SELECTION:
Death In Luxor by Harley Stroh, an Age of Cthulhu Adventure from Goodman Games.
Reviewing game adventures is a chancy thing. Ideally, one should run them, since things that are not obvious from a read-through will become clear upon play. By the same token, running adventures pushes the usability of any review back, particularly in the case of RPG adventures. Add to this the fact that every GM and every group brings different things to the table, both in characters and in playing styles, so you have a maximum case of "your mileage may vary".
But, my regular gang completed a two-session trip through Death in Luxor, which is the first of the Goodman Games entries in their Age of Cthulhu and part of the sudden tentacular boomlet that has popped up. Here's the good, the bad, and the ugly, and remember: Your mileage may vary.

Excerpts of bounding box data:
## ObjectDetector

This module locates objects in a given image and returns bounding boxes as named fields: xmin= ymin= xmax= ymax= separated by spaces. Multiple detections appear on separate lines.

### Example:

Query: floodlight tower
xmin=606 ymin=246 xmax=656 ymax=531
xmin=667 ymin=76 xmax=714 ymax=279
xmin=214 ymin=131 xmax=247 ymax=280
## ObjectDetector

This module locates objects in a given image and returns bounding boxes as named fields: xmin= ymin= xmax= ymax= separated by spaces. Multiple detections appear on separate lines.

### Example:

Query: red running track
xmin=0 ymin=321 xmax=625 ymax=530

YOUR TASKS:
[1] In the Death in Luxor review, which company's Age of Cthulhu line does Death in Luxor belong to?
[2] According to the Death in Luxor review, why should someone ideally run a game adventure before reviewing it?
[3] Reproduce the Death in Luxor review from "Reviewing game adventures" up to and including "mileage may vary.".

ANSWERS FOR THIS EXERCISE:
[1] Goodman Games.

[2] Some things that are not obvious from a read-through become clear in play.

[3]
Reviewing game adventures is a chancy thing. Ideally, one should run them, since things that are not obvious from a read-through will become clear upon play. By the same token, running adventures pushes the usability of any review back, particularly in the case of RPG adventures. Add to this the fact that every GM and every group brings different things to the table, both in characters and in playing styles, so you have a maximum case of "your mileage may vary".
But, my regular gang completed a two-session trip through Death in Luxor, which is the first of the Goodman Games entries in their Age of Cthulhu and part of the sudden tentacular boomlet that has popped up. Here's the good, the bad, and the ugly, and remember: Your mileage may vary.